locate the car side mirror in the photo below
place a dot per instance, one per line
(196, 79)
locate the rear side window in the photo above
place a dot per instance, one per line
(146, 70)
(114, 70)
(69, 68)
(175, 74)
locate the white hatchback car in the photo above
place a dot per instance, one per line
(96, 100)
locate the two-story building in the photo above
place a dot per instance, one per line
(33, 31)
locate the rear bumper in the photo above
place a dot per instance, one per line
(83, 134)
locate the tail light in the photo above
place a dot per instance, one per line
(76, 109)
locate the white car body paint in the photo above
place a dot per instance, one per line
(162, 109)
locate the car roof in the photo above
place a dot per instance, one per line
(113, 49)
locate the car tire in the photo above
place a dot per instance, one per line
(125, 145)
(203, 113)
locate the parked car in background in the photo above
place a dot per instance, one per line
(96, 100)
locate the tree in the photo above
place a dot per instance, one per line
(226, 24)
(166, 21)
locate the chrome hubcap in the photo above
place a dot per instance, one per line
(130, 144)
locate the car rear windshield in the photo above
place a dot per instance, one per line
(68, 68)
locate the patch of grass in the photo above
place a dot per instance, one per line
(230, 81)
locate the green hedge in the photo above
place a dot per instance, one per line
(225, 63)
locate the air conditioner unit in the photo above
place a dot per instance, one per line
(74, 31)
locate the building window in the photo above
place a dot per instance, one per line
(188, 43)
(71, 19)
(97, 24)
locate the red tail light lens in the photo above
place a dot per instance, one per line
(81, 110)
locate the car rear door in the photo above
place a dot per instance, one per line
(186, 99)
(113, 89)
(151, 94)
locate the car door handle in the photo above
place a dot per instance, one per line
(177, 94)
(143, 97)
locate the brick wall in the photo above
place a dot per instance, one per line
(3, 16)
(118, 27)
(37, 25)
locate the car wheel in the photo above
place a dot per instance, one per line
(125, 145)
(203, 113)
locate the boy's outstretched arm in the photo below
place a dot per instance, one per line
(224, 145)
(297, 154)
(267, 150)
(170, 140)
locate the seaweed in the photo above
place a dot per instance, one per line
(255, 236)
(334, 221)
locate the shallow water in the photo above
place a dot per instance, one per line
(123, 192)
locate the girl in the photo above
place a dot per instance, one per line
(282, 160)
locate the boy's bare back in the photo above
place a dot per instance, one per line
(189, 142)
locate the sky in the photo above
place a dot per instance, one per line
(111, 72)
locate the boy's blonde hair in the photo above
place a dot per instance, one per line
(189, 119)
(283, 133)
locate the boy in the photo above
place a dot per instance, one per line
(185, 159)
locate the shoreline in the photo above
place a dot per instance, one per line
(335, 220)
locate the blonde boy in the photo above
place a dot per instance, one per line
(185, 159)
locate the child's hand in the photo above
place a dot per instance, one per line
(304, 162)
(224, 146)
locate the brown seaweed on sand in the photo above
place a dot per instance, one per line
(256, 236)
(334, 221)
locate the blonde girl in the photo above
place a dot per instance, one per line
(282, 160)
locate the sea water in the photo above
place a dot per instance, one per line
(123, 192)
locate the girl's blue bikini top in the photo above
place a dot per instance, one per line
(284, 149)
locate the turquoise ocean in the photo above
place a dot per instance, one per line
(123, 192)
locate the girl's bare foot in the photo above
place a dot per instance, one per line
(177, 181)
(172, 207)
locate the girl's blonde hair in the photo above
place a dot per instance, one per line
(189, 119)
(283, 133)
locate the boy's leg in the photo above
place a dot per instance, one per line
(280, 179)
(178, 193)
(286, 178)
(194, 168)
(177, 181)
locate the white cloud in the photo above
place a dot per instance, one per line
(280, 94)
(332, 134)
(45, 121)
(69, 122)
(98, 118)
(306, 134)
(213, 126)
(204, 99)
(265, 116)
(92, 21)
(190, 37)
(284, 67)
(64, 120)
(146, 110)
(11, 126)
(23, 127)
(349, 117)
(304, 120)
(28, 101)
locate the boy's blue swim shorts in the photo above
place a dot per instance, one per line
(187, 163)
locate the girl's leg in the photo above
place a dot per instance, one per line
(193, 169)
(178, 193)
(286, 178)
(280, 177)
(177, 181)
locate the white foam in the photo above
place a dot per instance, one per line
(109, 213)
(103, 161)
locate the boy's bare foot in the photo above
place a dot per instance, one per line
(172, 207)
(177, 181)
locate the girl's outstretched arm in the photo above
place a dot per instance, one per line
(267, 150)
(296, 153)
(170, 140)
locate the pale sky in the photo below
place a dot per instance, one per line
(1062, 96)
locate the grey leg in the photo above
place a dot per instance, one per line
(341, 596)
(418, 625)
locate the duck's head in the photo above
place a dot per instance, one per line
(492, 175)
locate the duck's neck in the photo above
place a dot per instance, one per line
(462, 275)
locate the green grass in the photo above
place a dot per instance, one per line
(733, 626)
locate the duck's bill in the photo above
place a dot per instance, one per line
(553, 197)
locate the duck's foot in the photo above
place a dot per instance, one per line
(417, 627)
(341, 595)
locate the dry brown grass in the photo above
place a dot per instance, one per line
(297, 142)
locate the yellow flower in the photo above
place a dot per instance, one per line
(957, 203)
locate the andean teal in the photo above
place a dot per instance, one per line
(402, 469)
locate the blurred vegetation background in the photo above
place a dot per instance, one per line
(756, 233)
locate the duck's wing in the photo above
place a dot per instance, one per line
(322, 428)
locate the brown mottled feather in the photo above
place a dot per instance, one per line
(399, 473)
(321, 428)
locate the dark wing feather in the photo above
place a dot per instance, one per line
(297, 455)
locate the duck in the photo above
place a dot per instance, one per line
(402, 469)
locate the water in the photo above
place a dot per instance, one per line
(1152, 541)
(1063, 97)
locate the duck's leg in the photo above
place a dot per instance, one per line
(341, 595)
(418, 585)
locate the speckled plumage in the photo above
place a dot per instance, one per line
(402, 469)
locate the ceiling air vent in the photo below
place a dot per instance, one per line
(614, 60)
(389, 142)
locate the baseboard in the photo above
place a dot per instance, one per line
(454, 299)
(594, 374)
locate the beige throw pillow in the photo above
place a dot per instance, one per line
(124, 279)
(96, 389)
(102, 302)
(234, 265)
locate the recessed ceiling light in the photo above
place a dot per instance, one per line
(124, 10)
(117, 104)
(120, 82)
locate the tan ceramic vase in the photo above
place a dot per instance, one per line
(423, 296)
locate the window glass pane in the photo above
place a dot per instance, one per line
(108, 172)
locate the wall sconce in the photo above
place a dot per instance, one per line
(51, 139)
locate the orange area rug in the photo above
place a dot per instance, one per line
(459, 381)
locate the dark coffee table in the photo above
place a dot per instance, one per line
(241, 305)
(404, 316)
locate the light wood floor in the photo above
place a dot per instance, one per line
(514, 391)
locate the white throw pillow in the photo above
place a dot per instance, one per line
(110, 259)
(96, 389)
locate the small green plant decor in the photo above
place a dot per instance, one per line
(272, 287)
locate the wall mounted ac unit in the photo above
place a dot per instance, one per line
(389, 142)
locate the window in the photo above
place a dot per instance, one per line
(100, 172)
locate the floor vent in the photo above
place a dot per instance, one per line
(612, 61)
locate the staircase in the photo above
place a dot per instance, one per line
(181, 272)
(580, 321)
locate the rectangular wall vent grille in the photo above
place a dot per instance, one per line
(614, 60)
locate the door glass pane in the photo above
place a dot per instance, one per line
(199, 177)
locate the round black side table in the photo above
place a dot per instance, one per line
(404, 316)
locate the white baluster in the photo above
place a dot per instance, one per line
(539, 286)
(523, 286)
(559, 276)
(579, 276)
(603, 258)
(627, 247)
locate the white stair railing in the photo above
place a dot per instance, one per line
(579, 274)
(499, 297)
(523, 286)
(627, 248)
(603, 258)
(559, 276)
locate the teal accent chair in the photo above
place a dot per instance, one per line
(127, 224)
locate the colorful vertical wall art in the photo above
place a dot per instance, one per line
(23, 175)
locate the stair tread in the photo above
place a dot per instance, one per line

——————————

Work to be completed:
Switch "stair tread" to "step" in everything from the row containing "locate the stair tread in the photo above" down to the end of the rows, and write those lines out again with nothing else changed.

The response:
locate the step in the photo above
place a dot per instance, one per line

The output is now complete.